- **PROMPT**:
Set down the data again word for word. Skip any pictures.

----

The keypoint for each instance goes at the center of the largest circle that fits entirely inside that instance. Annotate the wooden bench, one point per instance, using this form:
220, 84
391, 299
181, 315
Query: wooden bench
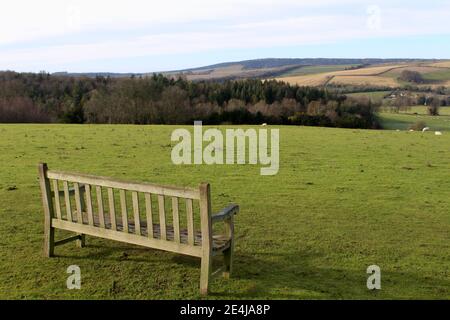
183, 231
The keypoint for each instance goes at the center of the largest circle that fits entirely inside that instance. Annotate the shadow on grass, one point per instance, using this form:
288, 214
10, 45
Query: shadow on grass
296, 275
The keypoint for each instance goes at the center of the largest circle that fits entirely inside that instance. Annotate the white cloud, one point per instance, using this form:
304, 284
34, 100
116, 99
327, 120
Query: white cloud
240, 24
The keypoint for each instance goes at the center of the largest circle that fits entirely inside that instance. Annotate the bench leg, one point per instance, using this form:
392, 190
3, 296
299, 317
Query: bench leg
81, 243
228, 258
205, 274
49, 242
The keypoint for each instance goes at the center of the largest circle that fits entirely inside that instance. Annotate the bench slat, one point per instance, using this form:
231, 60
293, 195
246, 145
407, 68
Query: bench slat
123, 205
101, 211
112, 209
172, 246
162, 217
57, 200
176, 219
149, 214
171, 191
190, 221
137, 218
67, 200
78, 202
89, 209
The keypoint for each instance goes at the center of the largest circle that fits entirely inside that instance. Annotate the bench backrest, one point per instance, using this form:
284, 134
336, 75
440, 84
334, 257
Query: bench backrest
164, 217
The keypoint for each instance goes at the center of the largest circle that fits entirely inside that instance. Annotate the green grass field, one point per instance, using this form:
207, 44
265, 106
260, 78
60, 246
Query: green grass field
342, 200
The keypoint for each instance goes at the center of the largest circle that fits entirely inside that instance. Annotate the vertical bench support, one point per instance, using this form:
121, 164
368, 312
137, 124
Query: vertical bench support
49, 231
228, 253
206, 225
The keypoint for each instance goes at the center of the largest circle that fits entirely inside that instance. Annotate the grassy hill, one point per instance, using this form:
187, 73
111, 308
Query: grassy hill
381, 75
343, 200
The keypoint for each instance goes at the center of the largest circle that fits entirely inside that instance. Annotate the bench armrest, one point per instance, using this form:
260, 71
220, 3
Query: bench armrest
72, 190
225, 213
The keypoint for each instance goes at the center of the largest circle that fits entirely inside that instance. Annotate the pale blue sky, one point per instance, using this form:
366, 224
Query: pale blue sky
144, 36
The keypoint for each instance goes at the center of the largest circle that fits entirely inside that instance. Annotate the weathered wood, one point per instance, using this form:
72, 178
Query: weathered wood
190, 221
206, 228
67, 201
49, 231
228, 253
57, 200
129, 238
171, 191
137, 218
149, 214
78, 203
112, 209
89, 209
161, 236
101, 212
123, 205
176, 219
162, 216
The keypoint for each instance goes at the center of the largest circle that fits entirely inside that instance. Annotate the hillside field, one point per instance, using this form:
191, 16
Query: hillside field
384, 75
342, 201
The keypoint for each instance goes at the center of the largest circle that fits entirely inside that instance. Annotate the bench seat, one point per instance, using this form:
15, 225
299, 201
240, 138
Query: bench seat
220, 242
180, 218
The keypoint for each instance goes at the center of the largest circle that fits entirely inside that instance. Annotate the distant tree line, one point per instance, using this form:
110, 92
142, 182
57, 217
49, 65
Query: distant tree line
158, 99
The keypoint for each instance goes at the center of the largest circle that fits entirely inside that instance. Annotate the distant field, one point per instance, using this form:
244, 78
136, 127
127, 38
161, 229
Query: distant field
375, 96
378, 76
376, 81
313, 80
343, 200
315, 70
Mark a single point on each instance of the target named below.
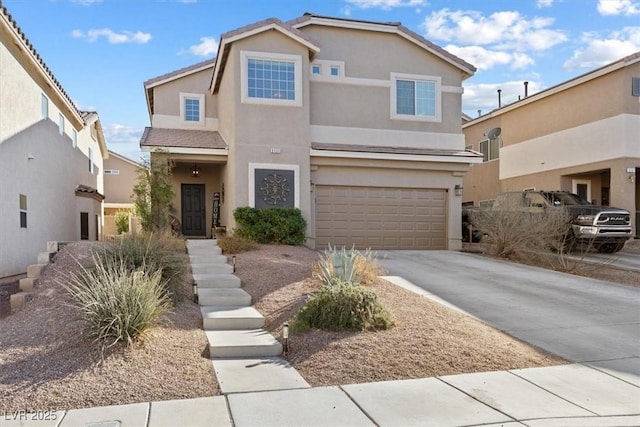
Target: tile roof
(180, 71)
(354, 148)
(48, 73)
(161, 137)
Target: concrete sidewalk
(566, 395)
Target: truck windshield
(565, 199)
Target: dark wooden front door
(193, 210)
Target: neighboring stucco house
(51, 157)
(120, 176)
(582, 135)
(356, 123)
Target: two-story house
(355, 123)
(51, 157)
(582, 135)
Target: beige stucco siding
(364, 99)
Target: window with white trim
(327, 68)
(44, 106)
(271, 78)
(490, 149)
(23, 211)
(192, 108)
(415, 97)
(90, 155)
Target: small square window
(44, 106)
(191, 110)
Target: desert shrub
(115, 304)
(342, 306)
(271, 225)
(234, 244)
(345, 265)
(149, 252)
(516, 232)
(122, 222)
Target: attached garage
(380, 217)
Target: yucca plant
(350, 266)
(115, 304)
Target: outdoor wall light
(195, 292)
(285, 337)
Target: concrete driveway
(580, 319)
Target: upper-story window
(61, 124)
(90, 155)
(325, 68)
(490, 149)
(192, 108)
(44, 106)
(415, 97)
(270, 78)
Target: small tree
(153, 194)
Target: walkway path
(245, 356)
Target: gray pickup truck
(606, 228)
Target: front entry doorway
(193, 210)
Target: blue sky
(102, 51)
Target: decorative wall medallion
(275, 189)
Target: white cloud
(384, 4)
(120, 134)
(86, 2)
(507, 29)
(113, 37)
(544, 3)
(601, 51)
(484, 96)
(207, 47)
(618, 7)
(485, 59)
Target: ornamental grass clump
(152, 252)
(343, 303)
(115, 304)
(343, 306)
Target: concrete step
(217, 280)
(211, 269)
(223, 297)
(210, 259)
(19, 300)
(27, 283)
(34, 270)
(45, 257)
(247, 343)
(230, 318)
(256, 374)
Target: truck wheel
(610, 248)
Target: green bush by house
(271, 225)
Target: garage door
(380, 218)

----

- **EXERCISE ANSWER**:
The keypoint for each instance goes at the center of the largest circle that fits entirely inside that instance. Annotate the wooden bench, one point per instance, using this form:
220, 84
391, 299
181, 315
Query: wooden bench
183, 231
The keypoint for each instance goes at the center of the largest circle that fits entirely inside that instance. Annotate the shadow on grass, one point per instance, using this form:
288, 214
10, 45
Query: shadow on grass
296, 275
The keypoint for each instance goes at the center of the largest circle that fits entirely inside that instance. Annotate the white cloud, one point per instance, using this form:
304, 284
34, 100
116, 99
327, 120
Query: white cloud
240, 24
The keypoint for each instance goes at the center of the largest circle that fits entirely inside that instance. Annotate the bench leg, one point per instance, using this form:
392, 190
3, 296
299, 317
Query: bench leg
81, 243
228, 258
205, 274
49, 242
The keypoint for each instance goes at the center of the largest circle that fits entirely inside that instance. Annotate the bench slat, one point per instance, using this form:
231, 60
293, 195
246, 145
407, 68
Query: bench slat
123, 205
101, 211
112, 209
172, 246
162, 217
57, 200
176, 219
149, 214
171, 191
190, 221
137, 218
67, 200
78, 202
89, 209
The keypoint for each instance goes at the center of the largest circle that fits entirely inside that instance. Annotate the bench backrest, one point per instance, using this form:
284, 134
336, 75
440, 84
334, 257
Query: bench backrest
164, 217
The keypoint for each instance goes at the center of the largest circle that fits entirely inside that instance. Annotate the green grass field, one point per instance, using this form:
207, 44
265, 106
260, 78
60, 246
Query: green grass field
342, 200
The keypoint for each instance goes at the center of the largest circle that fits entirely inside that instance. Annotate the vertical bench support, one point per instance, using this form:
121, 164
368, 312
137, 124
Query: vertical bench support
49, 231
228, 253
206, 225
The keypoint for each instance goes at the center of the largest circle that fits entirely inside that instance. Annotate the grassy hill, one point per instance, using this form:
187, 73
111, 308
Query: grassy hill
381, 75
343, 200
The keypoint for each instance goes at the center of the largest circle that fits entirely inside that instance. Annotate the bench armrest, one point per instance, using this form:
260, 71
220, 3
Query: bench armrest
72, 190
225, 213
The keypoint for each instance goes at the center of the largest circle that fits entirely inside that instance. Annotate the pale blue sky, one point per instance, using this form:
366, 224
Query: pale blue sky
144, 36
The keypoint for each instance goes at the center of the largest circle that fits entirely inside that instance. Annotate the weathered wood, one point per instance, using this form:
72, 178
Query: weathered wood
190, 221
206, 228
67, 201
49, 231
228, 253
57, 200
129, 238
171, 191
137, 218
149, 214
78, 203
112, 209
89, 209
161, 236
101, 212
123, 205
176, 219
162, 216
The keypoint for each instance goes at the center of the largest circle that fits entirely inside that instance. Annotate the hillside field, one point per instance, using this form:
191, 16
Query: hillside field
384, 75
342, 201
The keypoint for each instance goes at the center of the largest circle that fits entirely inside that instance. Annotate the bench seat, one point per instance, using this form:
15, 225
299, 201
240, 138
Query: bench seat
220, 242
180, 218
The keypoint for each instance goes at the center of the largest circle that fits entirely inside that instance. Annotate the distant tree line, one point per instance, using this form:
110, 92
142, 182
57, 217
49, 65
Query: distant tree line
158, 99
The keypoint for each instance goes at the center of the largest circle that fits entirely inside that instance. Annotate the distant field, one point per instance, using this form:
244, 78
136, 127
127, 38
161, 229
Query: distant field
375, 96
378, 76
376, 81
313, 80
343, 200
315, 70
Mark a single point on each instance of the target named below.
Target: tile roof
(180, 71)
(354, 148)
(48, 73)
(161, 137)
Target: concrete sidewalk
(566, 395)
Target: truck windshield
(565, 199)
Target: dark wooden front door
(193, 210)
Target: neighboring stucco house
(51, 157)
(120, 176)
(582, 135)
(356, 123)
Target: two-story house
(355, 123)
(51, 157)
(582, 135)
Target: beige stucco siding
(364, 99)
Target: window with white trim
(327, 68)
(44, 106)
(271, 78)
(490, 149)
(23, 211)
(192, 108)
(415, 97)
(90, 155)
Target: small square window
(44, 106)
(191, 110)
Target: desert shrub
(115, 304)
(342, 306)
(271, 225)
(234, 244)
(345, 265)
(149, 252)
(516, 232)
(122, 222)
Target: attached garage
(380, 217)
Target: yucca plant
(350, 266)
(115, 304)
Target: outdoor wall light
(195, 292)
(285, 337)
Target: concrete driveway
(580, 319)
Target: upper-story window
(61, 124)
(90, 155)
(325, 68)
(490, 149)
(192, 108)
(44, 106)
(415, 97)
(270, 78)
Target: small tree
(153, 194)
Target: walkway path
(245, 356)
Target: gray pickup truck
(606, 228)
Target: front entry doorway
(193, 210)
Target: blue sky
(102, 51)
Target: decorative wall medallion
(275, 189)
Target: white cloud
(384, 4)
(120, 134)
(86, 2)
(507, 29)
(113, 37)
(544, 3)
(601, 51)
(484, 96)
(207, 47)
(618, 7)
(485, 59)
Target: ornamental grass clump
(152, 252)
(343, 303)
(115, 304)
(343, 306)
Target: concrete step
(217, 280)
(211, 269)
(223, 297)
(210, 259)
(19, 300)
(27, 283)
(34, 270)
(45, 257)
(247, 343)
(230, 318)
(256, 374)
Target: truck wheel
(610, 248)
Target: green bush by house
(271, 225)
Target: garage door
(380, 218)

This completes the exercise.